Dataset records
○ ○ ○
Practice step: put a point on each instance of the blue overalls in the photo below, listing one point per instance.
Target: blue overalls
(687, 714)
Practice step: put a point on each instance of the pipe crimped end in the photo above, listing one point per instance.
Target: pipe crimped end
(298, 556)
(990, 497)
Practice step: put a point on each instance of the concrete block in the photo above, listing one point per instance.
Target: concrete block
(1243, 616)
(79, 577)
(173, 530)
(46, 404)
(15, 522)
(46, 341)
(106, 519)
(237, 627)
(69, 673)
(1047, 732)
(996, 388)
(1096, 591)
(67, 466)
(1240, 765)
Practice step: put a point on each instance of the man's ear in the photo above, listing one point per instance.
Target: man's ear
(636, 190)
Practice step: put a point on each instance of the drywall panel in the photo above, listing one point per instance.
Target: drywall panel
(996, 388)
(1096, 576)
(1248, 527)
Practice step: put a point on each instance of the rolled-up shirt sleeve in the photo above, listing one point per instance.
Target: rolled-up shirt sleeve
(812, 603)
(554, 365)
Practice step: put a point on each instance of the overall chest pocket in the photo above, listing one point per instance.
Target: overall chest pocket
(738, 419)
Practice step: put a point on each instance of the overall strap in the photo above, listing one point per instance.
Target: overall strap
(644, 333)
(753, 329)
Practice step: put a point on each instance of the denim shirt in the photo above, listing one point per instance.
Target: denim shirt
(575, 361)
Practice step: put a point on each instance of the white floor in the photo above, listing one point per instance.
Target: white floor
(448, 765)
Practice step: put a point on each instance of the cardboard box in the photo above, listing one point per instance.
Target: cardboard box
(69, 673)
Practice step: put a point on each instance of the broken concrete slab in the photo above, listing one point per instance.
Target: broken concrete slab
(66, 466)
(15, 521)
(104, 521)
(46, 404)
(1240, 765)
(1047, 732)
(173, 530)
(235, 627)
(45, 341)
○ ○ ○
▶ _PROBLEM STATEMENT_
Write out the full set of records exactly as given.

▶ _EXPECTED ANSWER_
Practice step: put a point on each instance of the blue overalls in the photo below, listing one point per instance.
Target: blue overalls
(687, 714)
Practice step: put a point on each instance of the pipe crimped end in the photo above, listing one point per instance.
Target: pipe crimped end
(298, 556)
(990, 497)
Practice step: put a point on each instance of the concrete block in the photo above, listing one point per instance.
Target: concrete block
(1243, 616)
(79, 577)
(173, 530)
(46, 404)
(15, 522)
(46, 341)
(106, 519)
(237, 627)
(69, 673)
(1047, 732)
(996, 388)
(1096, 591)
(67, 466)
(1240, 765)
Practice step: put a point on each instance of the man's ear in the photo above, listing one point per instance.
Target: man's ear
(636, 190)
Practice step: put a point on each instance of the drywall panel in the photo above, listing one point per instance.
Target: drywall panel
(996, 388)
(1096, 576)
(1248, 527)
Practice step: put a point on each instance of the rolled-up shirt sleeve in the photo above, listing one point per instance.
Target: rolled-up shirt sleeve
(812, 603)
(554, 365)
Practice step: put a point on each instance of the overall chest pocket in the photo above, listing one point per instance.
Target: overall chest pocket
(738, 419)
Practice step: put a point on each instance of the overall strap in the photo above, listing one point per instance.
Target: overall strap
(644, 333)
(753, 329)
Practice step: put a point on each instance of the denim shirt in the photo above, listing one point per instance.
Target: denim shirt
(575, 361)
Practice step: put a point on each instance of the white floor in the photo above, listing one point per instance.
Target: white floor
(448, 765)
Practice step: put a point on each instance of the cardboard box in the photo above, listing one point per instance.
Target: cardboard box
(69, 673)
Practice step: put a point on each instance of the broken concrete slab in the photo above, listing one point per instance.
Target: broken concrete slab
(66, 466)
(15, 521)
(104, 521)
(46, 404)
(1240, 765)
(1047, 732)
(173, 530)
(235, 627)
(45, 341)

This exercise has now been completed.